Text =
Infrastructure Architecture 


Infrastructure Architecture is where the level of detailed, physical design is applied, based upon the concepts and logical outputs from the higher level architectures.

Infrastructure Architecture

Infrastructure Architecture represents the solution level. It is the representation of the components to be deployed - their specifications, configurations, features and functionalities and nominated Original Equipment Manufacturers (OEMs) or vendors that meet these requirements. These Infrastructure systems (and / or their components) comprise the hardware and software elements of a Services Catalogue.

Vendors and service providers sell their systems by looking for opportunities that match their own service catalogue - that is, they inherently start from a bottom-up approach. The better ones understand their customers' businesses and the potential benefits their capabilities have for a client organisation's functions and processes. Optimally, they also understand, or will seek to understand, the implications for intergating their capabilities with other components of an ICT environment. In other words they qualify an opportunity via a top-down validation that their offering matches a client organisation's business objectives and strategy. An outsource provider, one who is undertaking ICT design and management on their client's behalf, should be applying a top-down approach and starting at the Business level architecture.

Bottom-up design can have merit where ICT innovations and initiatives can contribute new value to an organisation. However, such innovations and initiatives need to be qualified against business objectives through the application of a top-down assessment of the merits and justification of any such change in context of an organisation's business goals and strategies. An Architecture Development Method (such as TOGAF) which forms a key element of an Architecture Metamodel, provides a cyclical approach and largely reconciles the top-down vs. bottom-up design approaches.

The Infrastructure Architecture is the final level of network design. It captures the physical and logical infrastructure of the enterprise. This infrastructure includes all of the physical communications and it assets, the buildings, environments and other material assets.

The primary classifications applied to network Infrastructure can be:

  1. Interconnectivity
  2. User Interfaces. A user may be a machine (e.g. for M2M).

Infrastructure primary classifications - Interconnectivity

Key Characteristics: Shared components of a network that allow for the interaction of users over a network.

Network connectivity is determined by the Systems Architecture, which in turn is influenced by Information Architecture defined from the Business Architecture. Interconnectivity forms the basis for the consideration of User Interface options. User Interfaces should not be the primary determinant of Interconnectivity.

Legacy infrastructures, including User Interfaces, need to be considered where they form a component of an overall Architecture. They typically provide design inputs to a new or changed architecture, to consider and accommodate interdependencies.

Supplied data =
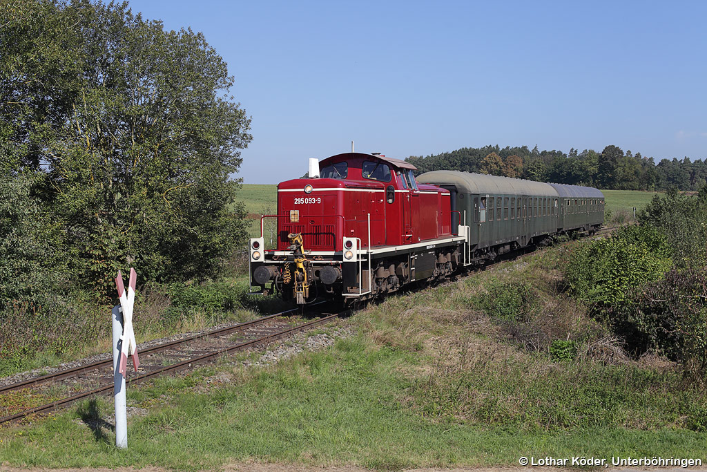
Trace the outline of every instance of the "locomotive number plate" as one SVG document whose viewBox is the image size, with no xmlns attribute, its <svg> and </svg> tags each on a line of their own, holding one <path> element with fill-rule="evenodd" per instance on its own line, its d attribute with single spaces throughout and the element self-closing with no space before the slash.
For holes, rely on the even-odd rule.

What to produce = Write out the infrastructure architecture text word for word, beginning at the words "Network connectivity is" and stopping after "determinant of Interconnectivity.". The material stands apart from the text on infrastructure architecture.

Complete output =
Network connectivity is determined by the Systems Architecture, which in turn is influenced by Information Architecture defined from the Business Architecture. Interconnectivity forms the basis for the consideration of User Interface options. User Interfaces should not be the primary determinant of Interconnectivity.